Return every entry exactly, except for any pictures.

[[ Material provided open ]]

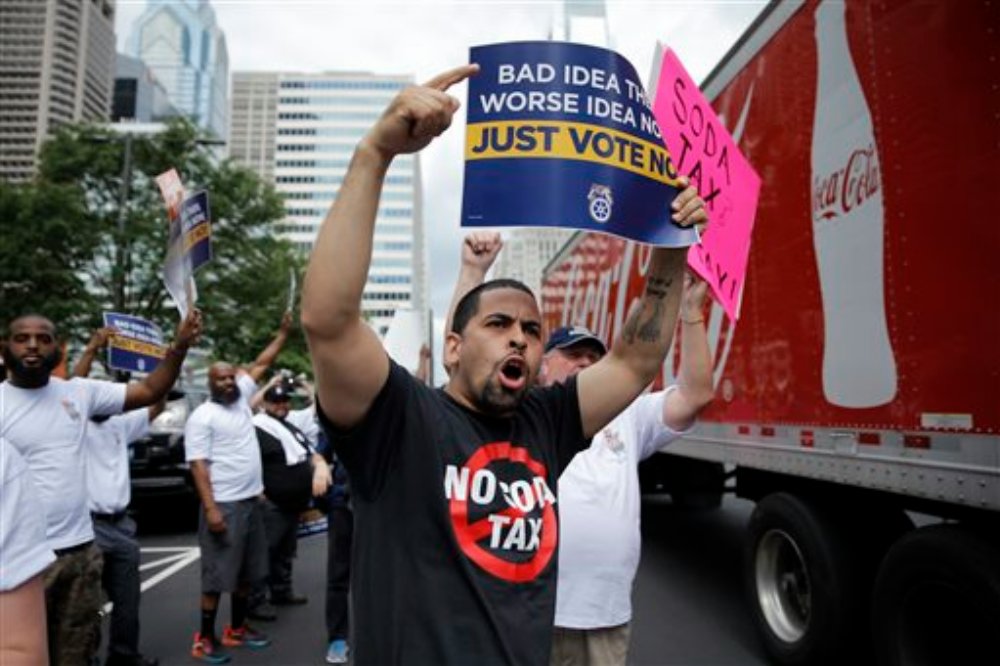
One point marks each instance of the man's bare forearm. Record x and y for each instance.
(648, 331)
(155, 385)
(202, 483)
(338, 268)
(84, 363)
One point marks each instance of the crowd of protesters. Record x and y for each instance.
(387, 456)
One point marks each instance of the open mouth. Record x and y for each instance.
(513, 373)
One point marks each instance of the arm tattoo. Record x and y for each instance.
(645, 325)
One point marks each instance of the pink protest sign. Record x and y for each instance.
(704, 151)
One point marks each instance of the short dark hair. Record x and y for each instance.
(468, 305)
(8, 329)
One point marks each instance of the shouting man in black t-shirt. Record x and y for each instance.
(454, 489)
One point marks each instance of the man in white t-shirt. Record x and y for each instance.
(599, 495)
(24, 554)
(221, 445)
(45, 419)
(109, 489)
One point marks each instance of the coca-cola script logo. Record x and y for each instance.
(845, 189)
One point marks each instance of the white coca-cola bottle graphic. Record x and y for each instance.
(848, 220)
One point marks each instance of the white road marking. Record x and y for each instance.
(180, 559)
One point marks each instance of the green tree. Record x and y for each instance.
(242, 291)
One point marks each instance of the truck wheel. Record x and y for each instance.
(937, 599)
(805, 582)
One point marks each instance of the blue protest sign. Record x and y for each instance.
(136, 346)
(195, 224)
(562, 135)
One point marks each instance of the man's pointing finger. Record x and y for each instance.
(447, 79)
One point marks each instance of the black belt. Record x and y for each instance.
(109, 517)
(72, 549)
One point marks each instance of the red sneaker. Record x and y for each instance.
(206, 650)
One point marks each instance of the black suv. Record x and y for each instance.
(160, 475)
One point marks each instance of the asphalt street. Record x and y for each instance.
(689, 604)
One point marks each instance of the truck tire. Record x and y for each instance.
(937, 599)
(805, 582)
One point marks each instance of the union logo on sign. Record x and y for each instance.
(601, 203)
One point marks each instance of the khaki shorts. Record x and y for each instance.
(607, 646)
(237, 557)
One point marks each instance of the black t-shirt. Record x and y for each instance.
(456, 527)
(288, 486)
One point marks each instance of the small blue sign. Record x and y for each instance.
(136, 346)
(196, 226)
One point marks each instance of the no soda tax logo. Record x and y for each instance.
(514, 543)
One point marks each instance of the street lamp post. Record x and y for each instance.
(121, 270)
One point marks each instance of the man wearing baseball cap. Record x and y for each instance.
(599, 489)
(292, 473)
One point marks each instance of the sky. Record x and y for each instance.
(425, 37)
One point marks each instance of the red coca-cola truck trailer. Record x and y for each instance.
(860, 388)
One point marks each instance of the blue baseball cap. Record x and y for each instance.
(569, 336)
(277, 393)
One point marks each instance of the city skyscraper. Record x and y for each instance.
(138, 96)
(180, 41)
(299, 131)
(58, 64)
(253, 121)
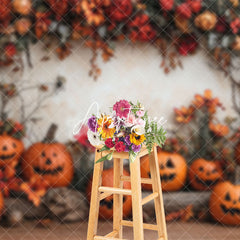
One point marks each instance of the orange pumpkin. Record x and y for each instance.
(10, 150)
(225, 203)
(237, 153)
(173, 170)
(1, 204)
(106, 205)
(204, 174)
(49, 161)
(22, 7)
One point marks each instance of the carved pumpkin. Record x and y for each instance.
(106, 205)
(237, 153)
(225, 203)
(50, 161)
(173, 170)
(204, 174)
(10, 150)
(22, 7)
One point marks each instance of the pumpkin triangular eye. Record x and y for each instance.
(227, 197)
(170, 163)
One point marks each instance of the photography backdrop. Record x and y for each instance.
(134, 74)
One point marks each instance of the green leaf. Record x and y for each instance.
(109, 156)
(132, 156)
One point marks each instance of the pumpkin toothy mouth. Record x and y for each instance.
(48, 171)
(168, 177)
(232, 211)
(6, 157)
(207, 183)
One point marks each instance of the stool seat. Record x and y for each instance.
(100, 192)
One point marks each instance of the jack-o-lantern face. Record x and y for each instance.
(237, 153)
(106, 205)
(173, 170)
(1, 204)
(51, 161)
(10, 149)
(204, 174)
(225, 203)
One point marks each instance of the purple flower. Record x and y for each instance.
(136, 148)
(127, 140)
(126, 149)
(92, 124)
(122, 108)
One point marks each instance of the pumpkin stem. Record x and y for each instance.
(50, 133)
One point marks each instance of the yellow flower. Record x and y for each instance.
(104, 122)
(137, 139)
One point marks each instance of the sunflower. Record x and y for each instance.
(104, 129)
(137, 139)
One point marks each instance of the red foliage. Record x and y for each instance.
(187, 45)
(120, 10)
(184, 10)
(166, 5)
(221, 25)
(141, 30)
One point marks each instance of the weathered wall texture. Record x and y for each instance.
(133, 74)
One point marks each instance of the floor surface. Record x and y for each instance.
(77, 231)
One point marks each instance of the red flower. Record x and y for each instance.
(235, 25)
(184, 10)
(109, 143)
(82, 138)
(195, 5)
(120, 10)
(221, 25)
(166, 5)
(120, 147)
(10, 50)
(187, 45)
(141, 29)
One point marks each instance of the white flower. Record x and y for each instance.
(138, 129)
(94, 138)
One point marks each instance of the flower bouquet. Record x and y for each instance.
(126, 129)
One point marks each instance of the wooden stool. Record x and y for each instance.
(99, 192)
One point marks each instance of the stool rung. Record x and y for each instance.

[[ Material provided closed ]]

**Finished task**:
One point marks each instance of the man's bare forearm. Record x and y for each instance.
(648, 331)
(155, 385)
(202, 483)
(338, 268)
(84, 363)
One point marks each instance of the crowd of protesters. Record x and y for each instance.
(387, 456)
One point marks each instance of the open mouth. Record x and y for each instance.
(513, 373)
One point marks each instance of the arm tattoo. Record x and y for each instance.
(645, 325)
One point marks each instance of the pink protest sign. Record x and y for each instance.
(704, 151)
One point marks each instance of the short dark hair. Record x and y for each instance.
(468, 305)
(8, 329)
One point marks each instance of the shouting man in black t-shirt. Record x and y for each instance.
(454, 489)
One point marks each instance of the man in white t-shirt. Record x and y for each instance.
(599, 495)
(24, 554)
(221, 445)
(45, 419)
(109, 489)
One point marks each instance of the coca-cola script logo. Record x and y for each instance.
(845, 189)
One point marks each instance of the white coca-cola bottle graphic. Record x and y for each instance.
(848, 220)
One point marks each instance of the white road marking. Record x and y for each instance.
(180, 559)
One point marks each instance of the green tree. Record x and y for each instance.
(242, 291)
One point marks each instance of the truck wheel. Record x and y for each instance.
(937, 599)
(805, 582)
One point marks each instance of the blue protest sign. Record x and y for each instance.
(136, 346)
(195, 224)
(562, 135)
One point marks each instance of the man's pointing finger. Record x and y for each instance.
(447, 79)
One point marks each instance of the black belt. Record x and y for each instance.
(109, 517)
(72, 549)
One point marks each instance of the red sneaker. Record x and y for each instance.
(206, 650)
One point marks each instance of the black suv. Record x and y for each instance.
(160, 475)
One point marks each instance of the asphalt street. Record x and y for each instance.
(689, 604)
One point marks each instance of the truck tire. Record x and y for each instance.
(937, 599)
(805, 582)
One point marks each instance of the union logo on sign. Record x and y for each instance.
(601, 203)
One point marks each instance of the khaki shorts. Record x and y for each instance.
(607, 646)
(237, 557)
One point marks each instance of the black t-shirt. Record x and y for each instance.
(456, 527)
(288, 486)
One point marks each instance of the small blue sign. Record x and y for each instance.
(136, 346)
(196, 226)
One point marks each instance of the no soda tax logo. Record x and y for each instance.
(514, 543)
One point marks each instance of the street lamp post. Record x and y for each instance.
(121, 270)
One point marks each instance of the man wearing baseball cap. Record x and y for each instance.
(599, 489)
(292, 473)
One point marks each instance of the sky. Record x and y for each instance.
(425, 37)
One point marks each instance of the red coca-cola truck trailer. Record x and y for each instance.
(860, 388)
One point marks each instance of the blue baseball cap. Record x and y for each instance.
(569, 336)
(277, 393)
One point marks each instance of the city skyscraper. Record x and y for each instance.
(138, 96)
(180, 41)
(299, 131)
(58, 64)
(253, 121)
One point marks each instance of the orange pumpkin. Record x and y for each instance.
(10, 150)
(225, 203)
(237, 153)
(173, 170)
(1, 204)
(106, 205)
(204, 174)
(49, 161)
(22, 7)
One point marks each instance of the carved pumpkin. Record x and y for each instance.
(106, 205)
(237, 153)
(225, 203)
(50, 161)
(173, 170)
(204, 174)
(10, 150)
(22, 7)
One point marks each instance of the pumpkin triangular eye. Record x and y for each instance.
(227, 197)
(170, 163)
One point marks each instance of the photography backdrop. Record x and y for each instance.
(134, 74)
One point marks each instance of the green leaf. Record x and y for each instance.
(109, 156)
(132, 156)
One point marks each instance of the pumpkin toothy mouth. Record x and y for each instance.
(48, 171)
(168, 177)
(232, 211)
(6, 157)
(207, 183)
One point marks each instance of the stool seat. Record x and y for each instance.
(100, 192)
One point marks each instance of the jack-o-lantern face. Record x and y for each instance.
(237, 153)
(106, 205)
(173, 170)
(1, 204)
(51, 161)
(10, 149)
(204, 174)
(225, 203)
One point marks each instance of the purple flower. Record x and y for each instance.
(136, 148)
(127, 140)
(126, 149)
(92, 124)
(122, 108)
One point marks each instance of the pumpkin stem. Record x and y for each instance.
(50, 133)
One point marks each instance of the yellow flower. Record x and y for each instance.
(104, 122)
(137, 139)
One point marks each instance of the sunflower. Record x and y for each instance.
(104, 129)
(137, 139)
One point marks each instance of the red foliage. Record x and y for each instance.
(187, 45)
(120, 10)
(184, 10)
(166, 5)
(221, 25)
(141, 30)
One point marks each instance of the weathered wall texture. Record x and y for each instance.
(133, 74)
One point marks each instance of the floor surface. Record x and y for each instance.
(77, 231)
One point marks each instance of the red flower. Record x and y for each instance.
(235, 25)
(184, 10)
(109, 143)
(82, 138)
(195, 5)
(120, 10)
(221, 25)
(166, 5)
(120, 147)
(10, 50)
(187, 45)
(141, 29)
One point marks each instance of the white flower. Record x and y for each instance.
(138, 129)
(94, 138)
One point marks each instance of the flower bouquet. Record x and y for each instance.
(126, 129)
One point marks each instance of the wooden stool. Record x and y for each instance.
(99, 192)
One point marks each instance of the stool rung. Record x and y for each instance.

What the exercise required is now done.